» **Work task**:
In the copy of the lines below, leave out pictures and print everything else exactly.

» **Materials provided**:
◇ ◇ ◇ ◇ ◇
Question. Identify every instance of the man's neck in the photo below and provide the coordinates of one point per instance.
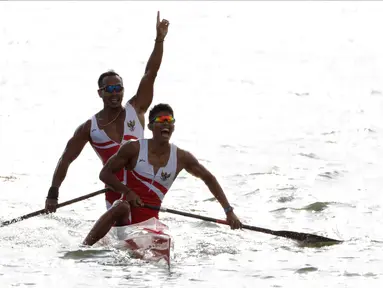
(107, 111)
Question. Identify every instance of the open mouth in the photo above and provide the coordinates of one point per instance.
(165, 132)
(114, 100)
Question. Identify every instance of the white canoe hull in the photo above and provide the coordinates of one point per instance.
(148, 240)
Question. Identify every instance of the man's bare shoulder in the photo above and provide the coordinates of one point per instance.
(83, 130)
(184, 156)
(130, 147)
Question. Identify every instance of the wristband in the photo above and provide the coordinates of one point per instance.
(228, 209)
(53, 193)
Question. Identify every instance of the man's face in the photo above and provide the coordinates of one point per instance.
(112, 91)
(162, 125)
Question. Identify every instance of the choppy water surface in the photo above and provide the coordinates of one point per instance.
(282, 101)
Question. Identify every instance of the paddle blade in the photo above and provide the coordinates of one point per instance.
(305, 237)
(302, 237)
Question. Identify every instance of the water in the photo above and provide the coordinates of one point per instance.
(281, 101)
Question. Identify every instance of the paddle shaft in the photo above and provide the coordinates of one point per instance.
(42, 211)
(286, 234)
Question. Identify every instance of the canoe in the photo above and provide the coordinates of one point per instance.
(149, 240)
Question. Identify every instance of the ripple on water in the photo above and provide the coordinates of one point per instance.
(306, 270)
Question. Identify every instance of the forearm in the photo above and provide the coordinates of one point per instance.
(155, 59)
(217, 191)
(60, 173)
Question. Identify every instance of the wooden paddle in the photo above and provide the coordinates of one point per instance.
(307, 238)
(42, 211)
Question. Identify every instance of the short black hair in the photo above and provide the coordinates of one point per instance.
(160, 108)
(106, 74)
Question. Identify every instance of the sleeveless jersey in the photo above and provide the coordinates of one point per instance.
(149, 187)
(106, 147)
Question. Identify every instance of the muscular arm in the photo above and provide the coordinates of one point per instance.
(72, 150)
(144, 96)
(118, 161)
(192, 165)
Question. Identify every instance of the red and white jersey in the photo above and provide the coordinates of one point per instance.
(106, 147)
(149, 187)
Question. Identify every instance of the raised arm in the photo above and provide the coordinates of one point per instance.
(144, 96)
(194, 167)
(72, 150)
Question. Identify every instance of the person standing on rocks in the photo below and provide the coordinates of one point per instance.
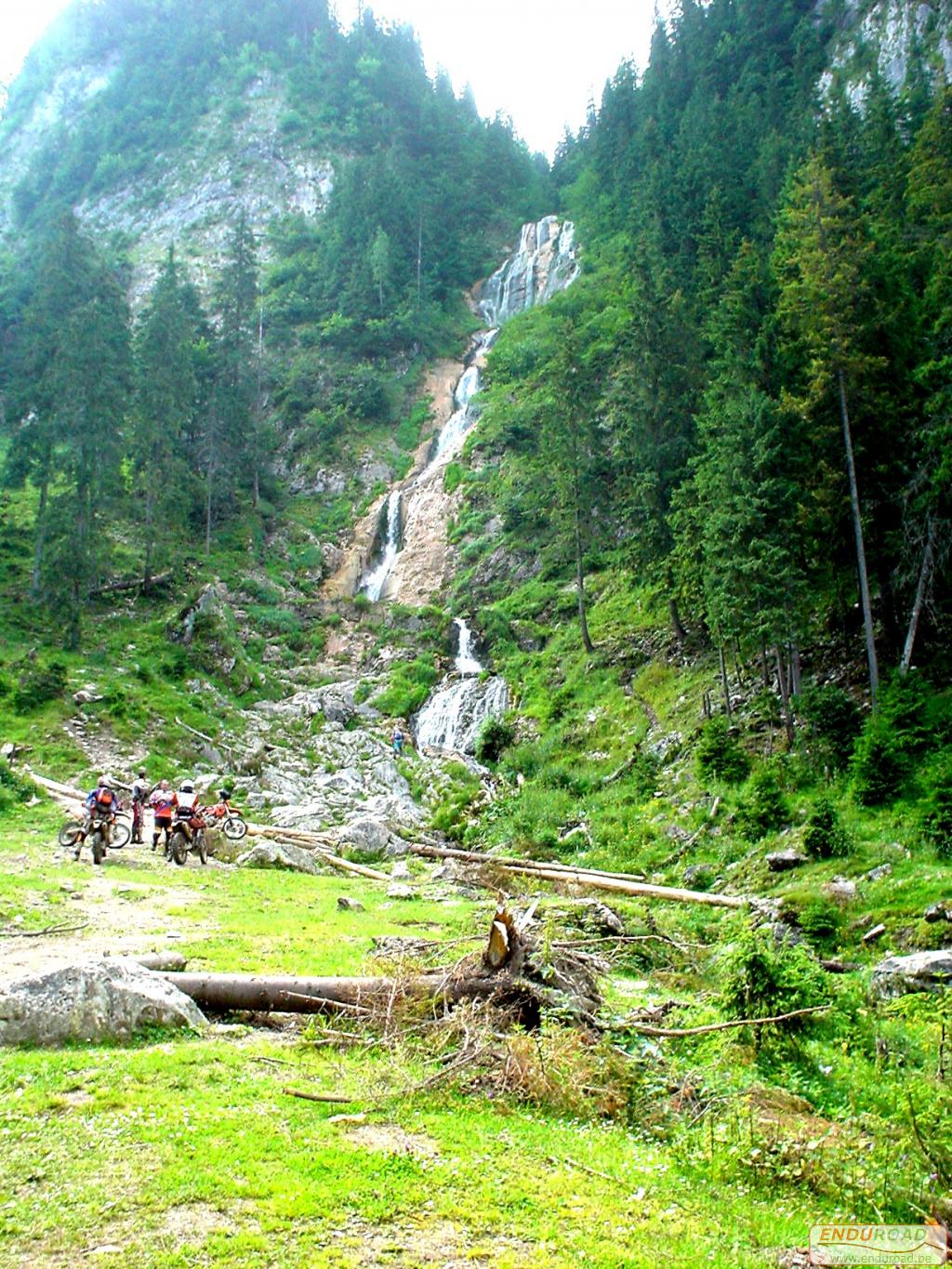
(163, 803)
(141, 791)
◇ ◇ ◇ ◇ ◇
» **Final answer**:
Question. Identify every instance of the man's neck in the photo below and provide the coordinates of one point per instance.
(107, 111)
Question. Identify every instance of the open mouth in the photo above and provide the coordinates of one point per instance.
(165, 132)
(114, 100)
Question. Identify every instance of the white canoe hull in the photo above and provide the coordinates of one point per instance.
(148, 240)
Question. Identify every instance of the man's bare shoulder in the photo above and provide the coordinates of one point per instance.
(83, 130)
(184, 156)
(130, 147)
Question. Identify every instance of the wristband in the photo above and provide the coordinates of one point per instance.
(228, 209)
(53, 193)
Question. Identify every instance of the man's face in the photo above and provide the coordinates of one point per instance.
(112, 91)
(162, 125)
Question. Identify every instance of the choppy water surface in the photo above and provide the coordinates of one point per instance.
(282, 101)
Question. Identify every instance of the paddle blade in the photo above and provide the coordinates of one point per instance.
(305, 237)
(302, 237)
Question. Identify every instance of the water in the photo above and provide the coordinates of one point per instance.
(281, 101)
Question. Identify every instance of the paddle shaft in the photo above and provide the coordinates of one point per instance.
(42, 211)
(286, 234)
Question. Identify every instance of the canoe in the photo above and provide the coordinates of one point per instance.
(149, 240)
Question. Identify every instance of the ripple on water in the photo above and provide the coordinates of one point per instance.
(306, 270)
Question. Identify every instance of the forearm in the photo above and provide the coordinates of one point per instance.
(155, 59)
(217, 191)
(60, 173)
Question. Identify every instance of the wooden paddle in the photo above and provide the coordinates of one point per instance.
(307, 238)
(42, 211)
Question. Identify every instance of the short black hair in the photo above and provide the coordinates of one point per instance.
(160, 108)
(106, 74)
Question. Identify every instance of the sleeveless jersey in the photo above and provide the coordinates of one point per instance.
(149, 187)
(106, 147)
Question. Identify every instance of the muscular arm in the photo above and provide the coordinates of one point per instance.
(72, 150)
(144, 96)
(118, 161)
(192, 165)
Question. Identify every instance of the red and white jersey in the photo above and provide the coordinates of one point per instance.
(106, 147)
(149, 187)
Question. Identify every instance of the raised arm in the photo above and provide the coordinates of one point per instance.
(144, 96)
(194, 167)
(72, 150)
Question. Identify every instance of the person standing on rocks in the photo below and provide the coordinates of one point per instance.
(163, 803)
(141, 791)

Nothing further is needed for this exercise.